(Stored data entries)
***

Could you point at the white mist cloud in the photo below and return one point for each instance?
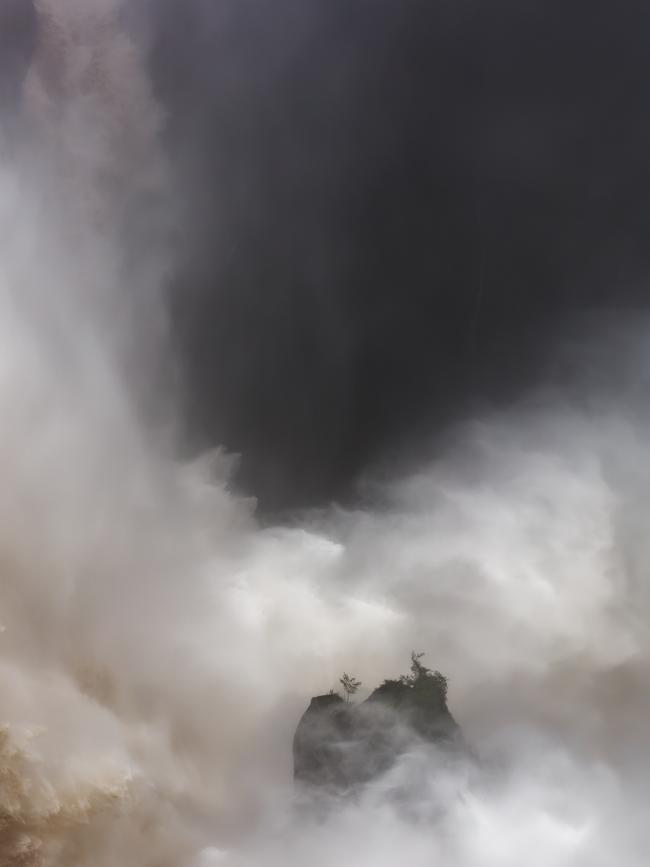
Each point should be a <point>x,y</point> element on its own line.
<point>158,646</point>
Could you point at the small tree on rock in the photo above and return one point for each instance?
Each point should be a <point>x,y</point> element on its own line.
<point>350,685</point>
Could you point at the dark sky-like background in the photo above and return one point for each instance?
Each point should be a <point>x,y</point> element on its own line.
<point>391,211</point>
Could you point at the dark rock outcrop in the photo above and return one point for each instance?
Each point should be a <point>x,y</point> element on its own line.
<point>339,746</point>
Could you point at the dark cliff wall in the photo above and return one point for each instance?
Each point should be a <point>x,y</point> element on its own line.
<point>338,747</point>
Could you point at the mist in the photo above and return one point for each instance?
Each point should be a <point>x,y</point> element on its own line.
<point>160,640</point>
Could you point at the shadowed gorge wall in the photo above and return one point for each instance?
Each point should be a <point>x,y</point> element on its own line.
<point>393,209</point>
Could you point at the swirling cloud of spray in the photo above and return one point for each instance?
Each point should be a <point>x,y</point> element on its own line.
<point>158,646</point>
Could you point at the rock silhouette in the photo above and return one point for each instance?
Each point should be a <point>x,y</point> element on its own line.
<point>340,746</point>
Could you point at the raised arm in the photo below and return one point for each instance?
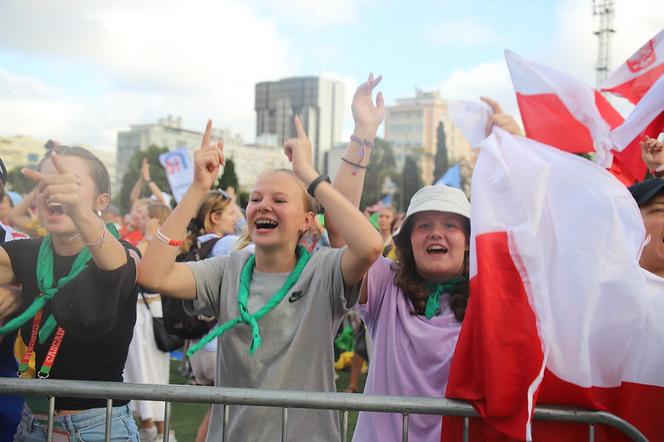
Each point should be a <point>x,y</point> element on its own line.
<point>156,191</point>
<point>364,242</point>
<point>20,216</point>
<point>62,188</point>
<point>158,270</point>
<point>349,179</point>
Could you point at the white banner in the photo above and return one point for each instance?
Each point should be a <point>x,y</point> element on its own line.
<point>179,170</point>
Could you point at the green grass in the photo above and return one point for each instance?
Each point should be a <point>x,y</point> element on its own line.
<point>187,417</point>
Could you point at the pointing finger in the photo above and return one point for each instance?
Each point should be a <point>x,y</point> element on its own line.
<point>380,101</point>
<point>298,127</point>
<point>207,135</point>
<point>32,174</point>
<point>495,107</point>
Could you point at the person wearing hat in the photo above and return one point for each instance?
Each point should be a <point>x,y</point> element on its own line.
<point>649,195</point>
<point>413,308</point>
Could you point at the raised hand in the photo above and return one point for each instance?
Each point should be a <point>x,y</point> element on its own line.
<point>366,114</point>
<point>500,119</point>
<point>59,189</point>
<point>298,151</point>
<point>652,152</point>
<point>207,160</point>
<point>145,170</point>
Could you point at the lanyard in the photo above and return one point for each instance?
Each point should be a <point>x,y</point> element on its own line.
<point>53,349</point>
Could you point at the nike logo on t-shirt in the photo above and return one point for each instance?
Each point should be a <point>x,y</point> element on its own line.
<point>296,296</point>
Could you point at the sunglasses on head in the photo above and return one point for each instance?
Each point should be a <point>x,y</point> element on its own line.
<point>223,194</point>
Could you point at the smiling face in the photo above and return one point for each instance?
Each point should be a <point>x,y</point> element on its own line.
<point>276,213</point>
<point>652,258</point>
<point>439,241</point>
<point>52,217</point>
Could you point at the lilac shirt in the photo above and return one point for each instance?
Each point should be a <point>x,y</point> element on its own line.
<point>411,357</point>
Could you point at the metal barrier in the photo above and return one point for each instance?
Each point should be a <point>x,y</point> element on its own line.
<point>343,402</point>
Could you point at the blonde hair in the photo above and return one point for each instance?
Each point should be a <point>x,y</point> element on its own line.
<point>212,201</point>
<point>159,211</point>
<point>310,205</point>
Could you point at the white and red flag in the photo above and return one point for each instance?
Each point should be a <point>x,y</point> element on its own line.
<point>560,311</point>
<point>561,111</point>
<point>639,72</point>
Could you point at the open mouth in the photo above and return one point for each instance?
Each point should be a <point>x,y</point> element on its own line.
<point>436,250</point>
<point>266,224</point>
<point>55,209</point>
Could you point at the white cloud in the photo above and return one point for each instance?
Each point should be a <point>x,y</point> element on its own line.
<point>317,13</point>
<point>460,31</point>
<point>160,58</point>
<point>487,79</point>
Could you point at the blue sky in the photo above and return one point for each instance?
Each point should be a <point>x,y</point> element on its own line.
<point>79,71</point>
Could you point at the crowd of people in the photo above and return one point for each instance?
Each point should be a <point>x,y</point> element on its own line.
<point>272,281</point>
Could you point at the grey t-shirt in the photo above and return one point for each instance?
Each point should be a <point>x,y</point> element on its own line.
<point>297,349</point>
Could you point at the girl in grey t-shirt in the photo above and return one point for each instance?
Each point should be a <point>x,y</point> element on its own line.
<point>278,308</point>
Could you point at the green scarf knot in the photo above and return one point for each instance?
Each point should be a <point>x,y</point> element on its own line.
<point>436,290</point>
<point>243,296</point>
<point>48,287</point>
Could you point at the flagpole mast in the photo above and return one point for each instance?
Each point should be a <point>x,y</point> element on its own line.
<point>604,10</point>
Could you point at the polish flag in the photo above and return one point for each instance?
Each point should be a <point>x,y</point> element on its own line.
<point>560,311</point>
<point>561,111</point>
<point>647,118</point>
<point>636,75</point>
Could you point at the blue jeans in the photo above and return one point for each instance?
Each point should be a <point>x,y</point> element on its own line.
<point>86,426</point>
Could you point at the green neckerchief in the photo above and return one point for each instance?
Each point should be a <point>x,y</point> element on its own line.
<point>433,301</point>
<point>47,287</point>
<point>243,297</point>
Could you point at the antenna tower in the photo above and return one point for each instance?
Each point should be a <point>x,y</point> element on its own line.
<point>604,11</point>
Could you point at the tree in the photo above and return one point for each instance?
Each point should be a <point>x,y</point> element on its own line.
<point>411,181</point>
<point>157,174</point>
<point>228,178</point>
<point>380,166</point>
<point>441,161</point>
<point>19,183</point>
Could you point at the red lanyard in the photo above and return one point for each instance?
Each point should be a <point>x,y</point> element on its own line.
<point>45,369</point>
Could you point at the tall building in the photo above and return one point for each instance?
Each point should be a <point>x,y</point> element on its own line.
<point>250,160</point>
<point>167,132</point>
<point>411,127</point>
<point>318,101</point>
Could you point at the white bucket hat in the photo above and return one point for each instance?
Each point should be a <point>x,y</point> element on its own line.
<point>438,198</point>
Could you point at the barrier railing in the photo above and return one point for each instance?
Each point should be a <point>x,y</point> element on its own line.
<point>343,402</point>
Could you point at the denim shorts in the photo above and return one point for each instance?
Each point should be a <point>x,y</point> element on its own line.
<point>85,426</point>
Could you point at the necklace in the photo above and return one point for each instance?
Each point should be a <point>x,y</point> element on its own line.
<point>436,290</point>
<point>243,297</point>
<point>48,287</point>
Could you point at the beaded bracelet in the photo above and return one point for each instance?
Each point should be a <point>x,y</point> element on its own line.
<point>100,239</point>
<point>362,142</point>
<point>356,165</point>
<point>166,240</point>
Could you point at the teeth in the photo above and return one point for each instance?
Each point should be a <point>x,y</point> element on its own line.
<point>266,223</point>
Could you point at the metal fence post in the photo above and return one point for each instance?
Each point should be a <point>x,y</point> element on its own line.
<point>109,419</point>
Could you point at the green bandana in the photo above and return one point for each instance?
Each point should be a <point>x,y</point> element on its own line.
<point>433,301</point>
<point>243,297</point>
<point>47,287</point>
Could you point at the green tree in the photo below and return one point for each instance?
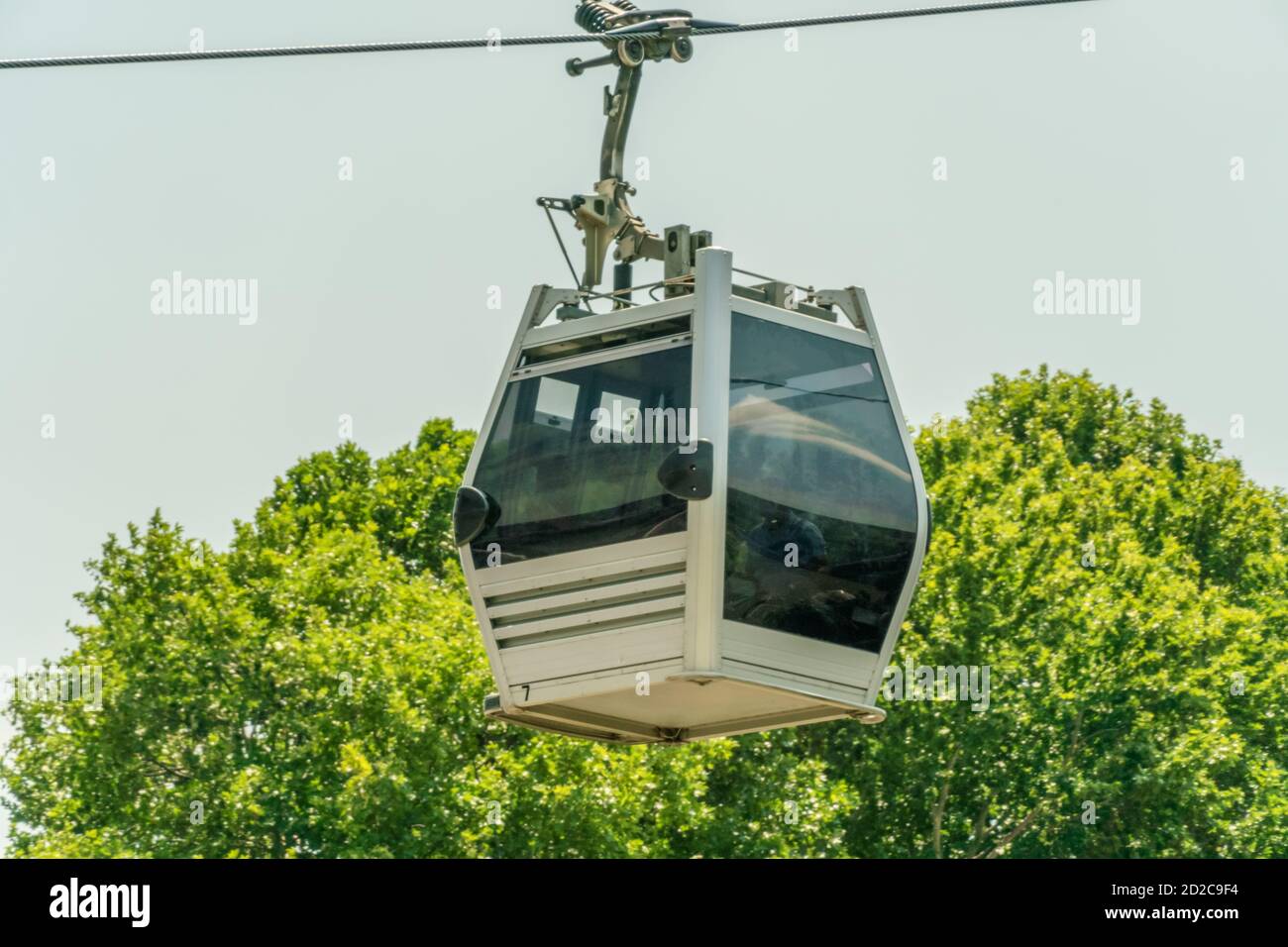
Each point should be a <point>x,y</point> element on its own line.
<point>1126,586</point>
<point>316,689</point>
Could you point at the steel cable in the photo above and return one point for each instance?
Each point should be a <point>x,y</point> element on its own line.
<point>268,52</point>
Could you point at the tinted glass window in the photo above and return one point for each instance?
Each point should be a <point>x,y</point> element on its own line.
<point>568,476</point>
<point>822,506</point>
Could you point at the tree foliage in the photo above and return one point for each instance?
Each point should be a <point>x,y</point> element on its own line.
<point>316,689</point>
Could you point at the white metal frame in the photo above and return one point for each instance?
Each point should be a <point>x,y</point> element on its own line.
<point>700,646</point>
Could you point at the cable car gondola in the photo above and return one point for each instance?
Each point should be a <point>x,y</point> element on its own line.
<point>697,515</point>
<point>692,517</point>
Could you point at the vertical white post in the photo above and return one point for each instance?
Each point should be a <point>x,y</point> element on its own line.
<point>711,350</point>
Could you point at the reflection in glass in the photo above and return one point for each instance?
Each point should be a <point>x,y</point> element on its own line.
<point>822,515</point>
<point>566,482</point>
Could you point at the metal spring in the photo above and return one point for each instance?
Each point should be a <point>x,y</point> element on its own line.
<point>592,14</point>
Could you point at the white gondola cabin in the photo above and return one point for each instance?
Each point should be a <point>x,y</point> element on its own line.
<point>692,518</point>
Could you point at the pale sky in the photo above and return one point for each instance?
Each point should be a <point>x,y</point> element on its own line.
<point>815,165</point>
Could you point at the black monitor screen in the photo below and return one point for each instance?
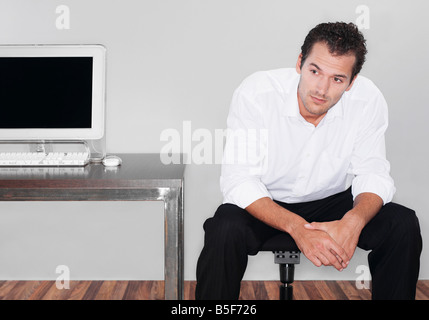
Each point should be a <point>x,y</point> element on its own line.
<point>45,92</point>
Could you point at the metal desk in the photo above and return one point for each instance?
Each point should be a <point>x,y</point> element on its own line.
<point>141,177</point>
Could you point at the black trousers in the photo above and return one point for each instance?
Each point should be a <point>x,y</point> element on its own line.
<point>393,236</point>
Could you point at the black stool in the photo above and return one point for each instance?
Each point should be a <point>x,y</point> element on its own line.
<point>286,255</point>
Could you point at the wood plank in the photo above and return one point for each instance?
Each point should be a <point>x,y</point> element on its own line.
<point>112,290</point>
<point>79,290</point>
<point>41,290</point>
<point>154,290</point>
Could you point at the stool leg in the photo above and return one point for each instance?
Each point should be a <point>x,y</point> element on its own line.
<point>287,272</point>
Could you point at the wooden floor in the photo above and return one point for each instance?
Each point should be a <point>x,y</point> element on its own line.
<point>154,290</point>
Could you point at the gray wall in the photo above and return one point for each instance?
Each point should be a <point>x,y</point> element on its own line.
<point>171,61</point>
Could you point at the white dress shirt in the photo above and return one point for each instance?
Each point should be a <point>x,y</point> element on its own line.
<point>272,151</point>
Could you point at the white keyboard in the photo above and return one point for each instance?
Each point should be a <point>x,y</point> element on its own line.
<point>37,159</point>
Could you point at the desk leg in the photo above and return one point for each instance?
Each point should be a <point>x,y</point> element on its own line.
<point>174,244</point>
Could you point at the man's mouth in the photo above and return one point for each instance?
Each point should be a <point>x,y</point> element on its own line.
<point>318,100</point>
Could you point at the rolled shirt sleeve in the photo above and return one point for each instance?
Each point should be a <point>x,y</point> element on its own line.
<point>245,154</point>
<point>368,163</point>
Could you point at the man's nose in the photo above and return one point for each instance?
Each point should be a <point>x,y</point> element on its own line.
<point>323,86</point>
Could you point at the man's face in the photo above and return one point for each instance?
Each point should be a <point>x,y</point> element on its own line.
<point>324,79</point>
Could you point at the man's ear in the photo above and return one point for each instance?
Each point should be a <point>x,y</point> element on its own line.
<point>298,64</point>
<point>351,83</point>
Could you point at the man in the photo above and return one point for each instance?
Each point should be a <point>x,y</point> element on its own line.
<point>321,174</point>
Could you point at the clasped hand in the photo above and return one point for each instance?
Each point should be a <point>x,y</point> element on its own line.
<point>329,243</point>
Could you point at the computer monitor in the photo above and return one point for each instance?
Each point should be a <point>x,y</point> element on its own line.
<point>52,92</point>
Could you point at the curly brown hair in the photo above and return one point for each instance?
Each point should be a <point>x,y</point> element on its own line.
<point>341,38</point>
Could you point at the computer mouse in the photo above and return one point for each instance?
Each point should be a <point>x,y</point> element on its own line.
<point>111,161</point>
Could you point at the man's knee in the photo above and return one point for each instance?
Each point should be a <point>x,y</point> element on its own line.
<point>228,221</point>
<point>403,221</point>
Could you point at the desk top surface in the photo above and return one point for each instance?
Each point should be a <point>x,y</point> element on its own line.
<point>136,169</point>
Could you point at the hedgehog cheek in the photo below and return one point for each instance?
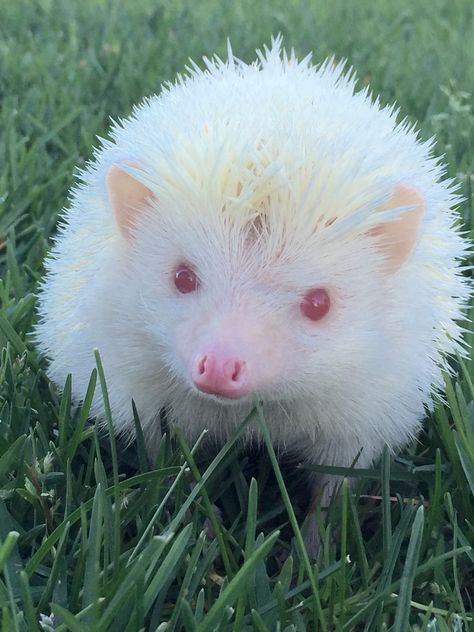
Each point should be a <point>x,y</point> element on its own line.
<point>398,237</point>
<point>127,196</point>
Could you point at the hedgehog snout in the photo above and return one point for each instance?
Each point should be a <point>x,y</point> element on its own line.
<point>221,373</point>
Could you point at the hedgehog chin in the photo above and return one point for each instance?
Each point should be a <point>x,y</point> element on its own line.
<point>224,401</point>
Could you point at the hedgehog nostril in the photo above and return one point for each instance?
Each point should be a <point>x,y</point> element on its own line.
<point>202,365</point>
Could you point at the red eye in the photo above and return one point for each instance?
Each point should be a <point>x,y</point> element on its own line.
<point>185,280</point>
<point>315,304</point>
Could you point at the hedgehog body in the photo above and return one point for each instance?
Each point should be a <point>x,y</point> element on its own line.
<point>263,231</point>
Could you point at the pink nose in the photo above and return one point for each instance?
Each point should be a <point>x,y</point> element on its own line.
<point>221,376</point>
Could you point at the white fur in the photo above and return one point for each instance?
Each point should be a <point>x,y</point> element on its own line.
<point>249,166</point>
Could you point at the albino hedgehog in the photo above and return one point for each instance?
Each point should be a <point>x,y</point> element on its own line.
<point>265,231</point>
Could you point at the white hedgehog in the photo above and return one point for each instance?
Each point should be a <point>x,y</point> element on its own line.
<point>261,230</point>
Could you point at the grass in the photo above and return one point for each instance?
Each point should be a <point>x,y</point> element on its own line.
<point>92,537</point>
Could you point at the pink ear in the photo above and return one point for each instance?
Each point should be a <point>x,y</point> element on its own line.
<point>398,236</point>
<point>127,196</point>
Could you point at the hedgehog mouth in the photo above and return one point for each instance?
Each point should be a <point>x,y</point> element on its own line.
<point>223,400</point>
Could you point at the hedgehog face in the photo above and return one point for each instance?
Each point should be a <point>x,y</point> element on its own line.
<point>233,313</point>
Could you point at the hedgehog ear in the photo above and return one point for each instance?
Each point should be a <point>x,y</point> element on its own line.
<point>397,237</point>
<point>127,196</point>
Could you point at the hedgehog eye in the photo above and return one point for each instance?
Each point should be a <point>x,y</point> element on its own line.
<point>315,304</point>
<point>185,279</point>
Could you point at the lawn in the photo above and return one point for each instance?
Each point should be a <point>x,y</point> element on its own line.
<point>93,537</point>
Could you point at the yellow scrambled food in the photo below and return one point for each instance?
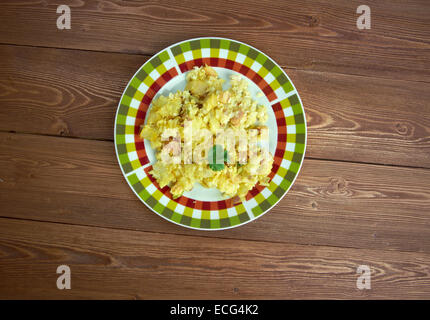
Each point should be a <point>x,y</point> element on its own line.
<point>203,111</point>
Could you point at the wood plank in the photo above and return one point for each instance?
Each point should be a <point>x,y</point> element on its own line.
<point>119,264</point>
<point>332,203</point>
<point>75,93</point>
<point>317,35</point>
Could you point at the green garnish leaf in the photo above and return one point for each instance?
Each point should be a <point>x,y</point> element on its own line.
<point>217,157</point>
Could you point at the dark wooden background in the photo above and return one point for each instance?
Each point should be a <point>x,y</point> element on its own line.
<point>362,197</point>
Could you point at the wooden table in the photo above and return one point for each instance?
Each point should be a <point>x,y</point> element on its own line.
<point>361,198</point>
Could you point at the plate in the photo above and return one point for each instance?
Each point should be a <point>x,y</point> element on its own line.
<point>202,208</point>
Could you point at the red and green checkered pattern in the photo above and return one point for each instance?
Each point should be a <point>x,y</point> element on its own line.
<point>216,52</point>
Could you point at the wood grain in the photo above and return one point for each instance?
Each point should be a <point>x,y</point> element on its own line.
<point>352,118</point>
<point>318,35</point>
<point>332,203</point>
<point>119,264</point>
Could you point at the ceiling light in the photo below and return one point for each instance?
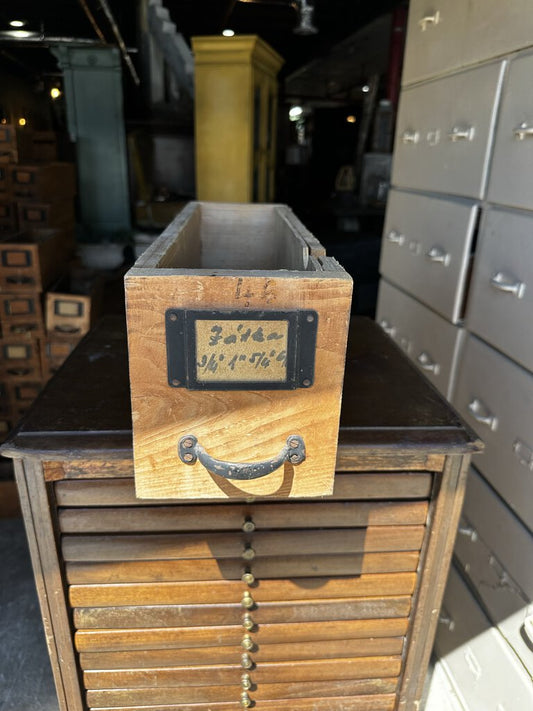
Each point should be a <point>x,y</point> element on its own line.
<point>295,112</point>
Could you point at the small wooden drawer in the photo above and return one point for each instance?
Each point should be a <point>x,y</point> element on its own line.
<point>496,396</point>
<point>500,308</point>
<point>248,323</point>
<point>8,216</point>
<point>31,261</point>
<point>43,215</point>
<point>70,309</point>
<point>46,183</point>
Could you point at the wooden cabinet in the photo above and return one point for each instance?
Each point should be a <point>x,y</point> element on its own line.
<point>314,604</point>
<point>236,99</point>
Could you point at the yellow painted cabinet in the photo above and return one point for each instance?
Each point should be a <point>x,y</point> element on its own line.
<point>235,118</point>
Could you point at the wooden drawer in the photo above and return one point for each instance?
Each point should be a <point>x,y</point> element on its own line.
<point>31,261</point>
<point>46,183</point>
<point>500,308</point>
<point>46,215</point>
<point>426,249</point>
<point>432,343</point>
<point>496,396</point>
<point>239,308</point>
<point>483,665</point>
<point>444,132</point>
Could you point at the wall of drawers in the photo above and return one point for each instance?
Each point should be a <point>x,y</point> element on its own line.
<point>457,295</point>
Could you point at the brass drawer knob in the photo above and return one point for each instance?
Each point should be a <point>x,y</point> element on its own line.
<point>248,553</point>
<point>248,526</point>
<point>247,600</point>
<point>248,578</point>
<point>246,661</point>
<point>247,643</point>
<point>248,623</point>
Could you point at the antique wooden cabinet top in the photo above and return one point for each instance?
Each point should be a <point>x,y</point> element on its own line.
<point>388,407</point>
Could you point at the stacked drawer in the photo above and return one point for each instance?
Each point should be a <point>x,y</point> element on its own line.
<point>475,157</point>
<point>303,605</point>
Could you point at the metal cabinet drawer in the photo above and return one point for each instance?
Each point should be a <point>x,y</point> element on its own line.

***

(WORK INSTRUCTIONS) Where does the word "cloud" appear in the records above? Return every line that holds it.

(RESPONSE TO THIS EXERCISE)
Could you point at the white mist cloud in the photo below and return one point for each instance?
Could you point at the swirling cloud of spray in the photo above and return one point for each instance?
Could you point at the white cloud in the photo above and return one point for each instance?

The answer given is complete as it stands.